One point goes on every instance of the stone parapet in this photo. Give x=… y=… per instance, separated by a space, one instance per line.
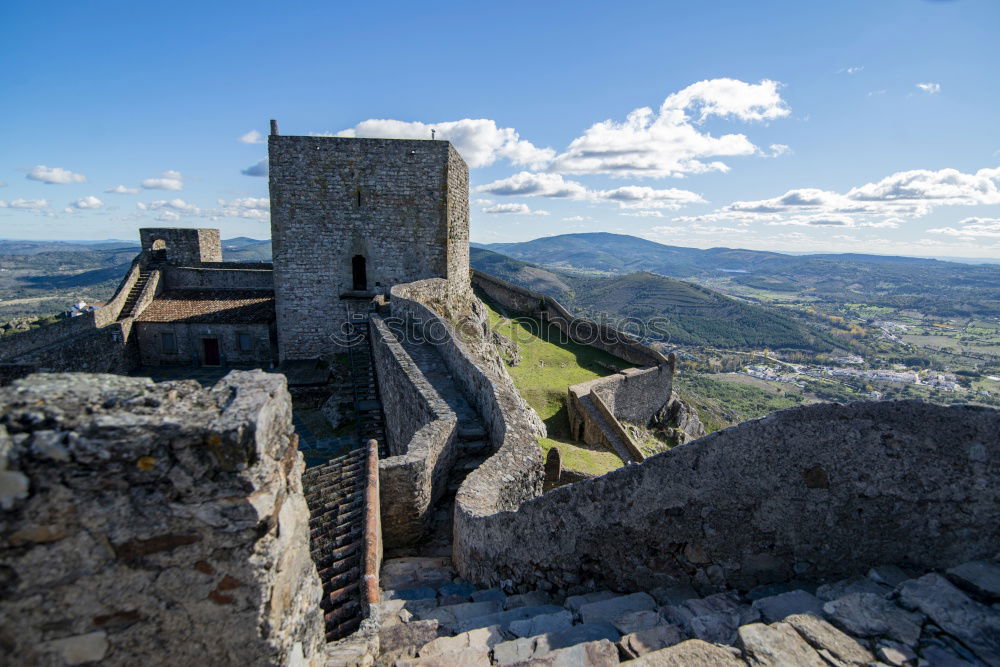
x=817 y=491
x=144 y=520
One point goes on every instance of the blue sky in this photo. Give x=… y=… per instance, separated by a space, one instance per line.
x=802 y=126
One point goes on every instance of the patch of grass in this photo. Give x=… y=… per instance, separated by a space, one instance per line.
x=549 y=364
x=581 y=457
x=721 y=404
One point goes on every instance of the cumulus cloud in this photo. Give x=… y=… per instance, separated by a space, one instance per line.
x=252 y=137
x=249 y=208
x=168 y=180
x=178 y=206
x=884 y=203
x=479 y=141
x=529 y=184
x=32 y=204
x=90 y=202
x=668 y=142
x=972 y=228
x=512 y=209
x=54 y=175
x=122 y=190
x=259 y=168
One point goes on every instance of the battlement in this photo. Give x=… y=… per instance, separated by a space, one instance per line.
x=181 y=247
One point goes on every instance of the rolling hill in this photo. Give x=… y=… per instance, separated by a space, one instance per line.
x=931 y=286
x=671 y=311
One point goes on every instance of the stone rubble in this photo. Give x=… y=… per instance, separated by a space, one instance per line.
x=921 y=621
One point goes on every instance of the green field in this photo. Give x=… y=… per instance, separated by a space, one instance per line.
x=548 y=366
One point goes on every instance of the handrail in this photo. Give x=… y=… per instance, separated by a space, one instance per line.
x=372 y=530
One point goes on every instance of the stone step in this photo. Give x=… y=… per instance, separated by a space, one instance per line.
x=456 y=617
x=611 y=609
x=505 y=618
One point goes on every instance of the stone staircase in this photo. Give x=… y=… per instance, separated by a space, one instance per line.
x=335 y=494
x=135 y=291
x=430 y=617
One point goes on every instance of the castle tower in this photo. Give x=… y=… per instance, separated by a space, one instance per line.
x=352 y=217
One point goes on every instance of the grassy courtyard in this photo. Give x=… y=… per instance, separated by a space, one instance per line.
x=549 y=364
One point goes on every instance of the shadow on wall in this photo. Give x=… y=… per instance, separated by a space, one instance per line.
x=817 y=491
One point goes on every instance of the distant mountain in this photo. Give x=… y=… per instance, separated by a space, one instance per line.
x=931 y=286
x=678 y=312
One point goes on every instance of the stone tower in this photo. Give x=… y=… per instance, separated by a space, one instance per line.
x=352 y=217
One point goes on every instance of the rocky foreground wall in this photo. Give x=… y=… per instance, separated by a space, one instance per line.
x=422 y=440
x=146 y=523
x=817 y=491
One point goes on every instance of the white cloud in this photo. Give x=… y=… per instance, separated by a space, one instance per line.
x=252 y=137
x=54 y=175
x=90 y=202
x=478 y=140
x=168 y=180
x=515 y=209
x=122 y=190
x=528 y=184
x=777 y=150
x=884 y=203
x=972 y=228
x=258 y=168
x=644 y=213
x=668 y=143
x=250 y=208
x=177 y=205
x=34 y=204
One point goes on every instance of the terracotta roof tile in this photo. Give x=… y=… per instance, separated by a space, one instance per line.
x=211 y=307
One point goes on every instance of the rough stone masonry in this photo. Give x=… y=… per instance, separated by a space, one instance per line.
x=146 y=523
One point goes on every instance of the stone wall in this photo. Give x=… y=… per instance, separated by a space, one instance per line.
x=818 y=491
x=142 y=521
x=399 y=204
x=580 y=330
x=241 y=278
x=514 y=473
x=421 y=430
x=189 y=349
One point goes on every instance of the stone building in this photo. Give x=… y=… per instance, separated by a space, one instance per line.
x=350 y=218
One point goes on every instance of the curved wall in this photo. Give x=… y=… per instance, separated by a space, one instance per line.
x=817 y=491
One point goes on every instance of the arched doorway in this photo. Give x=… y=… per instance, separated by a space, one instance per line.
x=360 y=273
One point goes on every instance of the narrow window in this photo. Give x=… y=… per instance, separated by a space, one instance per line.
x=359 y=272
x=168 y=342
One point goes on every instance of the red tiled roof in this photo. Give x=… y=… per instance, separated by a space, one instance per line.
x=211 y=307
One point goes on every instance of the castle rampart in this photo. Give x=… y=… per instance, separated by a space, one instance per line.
● ● ● ● ● ● ●
* Task to complete
Please copy the line that holds "One point goes on every instance of the arched" and each line under it through the last line above, exactly as they stand, adding nothing.

* Response to this exercise
One point goes on every instance of the arched doorway in this photo. Give x=… y=… per instance, separated by a space, one instance per line.
x=360 y=273
One point goes on every instance of the narrow window in this photo. Give x=… y=… per instance, separated by a space, one instance per line.
x=359 y=272
x=168 y=342
One point goes on every instance of the red tiled roof in this photo. Give x=… y=… per instance, separated by a space, one instance per line.
x=211 y=307
One point goes on every instance of the castle rampart in this photo. Give x=… y=… per instance, separated by a space, one instance per line.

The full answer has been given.